The problem = Please give back word for word the lines below, from the first one through the one with "Tag gloved hand in this screenshot.".

Dataset records =
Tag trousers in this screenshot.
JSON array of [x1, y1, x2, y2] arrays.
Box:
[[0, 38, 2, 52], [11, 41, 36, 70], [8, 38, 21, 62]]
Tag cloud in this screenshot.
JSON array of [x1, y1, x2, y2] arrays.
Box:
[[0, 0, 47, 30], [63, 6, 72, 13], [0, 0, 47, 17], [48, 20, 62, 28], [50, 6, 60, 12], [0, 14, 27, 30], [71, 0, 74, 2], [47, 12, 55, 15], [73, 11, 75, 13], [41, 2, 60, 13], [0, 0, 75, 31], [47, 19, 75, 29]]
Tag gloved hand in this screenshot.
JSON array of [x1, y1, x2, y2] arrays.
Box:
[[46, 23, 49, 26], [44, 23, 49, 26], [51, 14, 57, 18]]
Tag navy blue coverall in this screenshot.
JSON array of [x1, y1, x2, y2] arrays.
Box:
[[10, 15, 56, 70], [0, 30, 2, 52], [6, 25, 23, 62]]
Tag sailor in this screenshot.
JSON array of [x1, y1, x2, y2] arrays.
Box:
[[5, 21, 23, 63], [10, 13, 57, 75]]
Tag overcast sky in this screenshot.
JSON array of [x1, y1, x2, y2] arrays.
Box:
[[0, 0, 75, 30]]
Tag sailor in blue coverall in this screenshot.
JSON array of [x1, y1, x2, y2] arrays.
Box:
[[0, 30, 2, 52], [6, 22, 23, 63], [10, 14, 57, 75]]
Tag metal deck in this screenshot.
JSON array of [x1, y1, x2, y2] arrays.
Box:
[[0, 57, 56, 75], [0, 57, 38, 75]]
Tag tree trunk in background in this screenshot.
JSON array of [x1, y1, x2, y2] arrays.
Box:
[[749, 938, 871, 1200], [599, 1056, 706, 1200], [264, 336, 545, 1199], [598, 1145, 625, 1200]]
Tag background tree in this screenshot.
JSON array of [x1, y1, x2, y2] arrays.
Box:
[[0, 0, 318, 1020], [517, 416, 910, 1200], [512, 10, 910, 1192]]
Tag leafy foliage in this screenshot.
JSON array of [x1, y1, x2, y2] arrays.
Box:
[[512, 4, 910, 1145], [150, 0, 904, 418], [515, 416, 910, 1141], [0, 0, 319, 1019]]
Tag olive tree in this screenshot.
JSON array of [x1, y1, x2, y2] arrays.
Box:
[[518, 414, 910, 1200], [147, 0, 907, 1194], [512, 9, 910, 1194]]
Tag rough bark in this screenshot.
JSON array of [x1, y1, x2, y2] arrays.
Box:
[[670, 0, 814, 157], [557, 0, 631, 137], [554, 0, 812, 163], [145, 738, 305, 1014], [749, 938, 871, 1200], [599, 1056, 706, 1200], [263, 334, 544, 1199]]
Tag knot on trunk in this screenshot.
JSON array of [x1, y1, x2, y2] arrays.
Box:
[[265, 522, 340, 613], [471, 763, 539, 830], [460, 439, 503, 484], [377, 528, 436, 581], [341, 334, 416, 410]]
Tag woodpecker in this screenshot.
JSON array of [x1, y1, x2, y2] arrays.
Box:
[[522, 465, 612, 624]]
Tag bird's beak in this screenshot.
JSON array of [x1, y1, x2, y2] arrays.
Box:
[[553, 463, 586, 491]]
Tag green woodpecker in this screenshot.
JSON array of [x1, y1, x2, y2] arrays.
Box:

Task result =
Tag trousers in this screenshot.
JSON array of [x1, y1, x2, y2] arrays.
Box:
[[0, 38, 2, 52], [11, 41, 36, 70], [8, 38, 21, 62]]
Tag cloud in this screenshot.
JSON array of [x1, y1, x2, y2] arrays.
Box:
[[0, 0, 47, 30], [63, 6, 72, 13], [0, 0, 47, 17], [48, 20, 62, 28], [50, 6, 60, 12], [0, 14, 27, 30], [71, 0, 74, 2], [47, 12, 55, 15], [73, 11, 75, 13], [41, 2, 60, 13], [0, 0, 75, 31], [47, 19, 75, 29]]
Tag gloved hand in this screenshot.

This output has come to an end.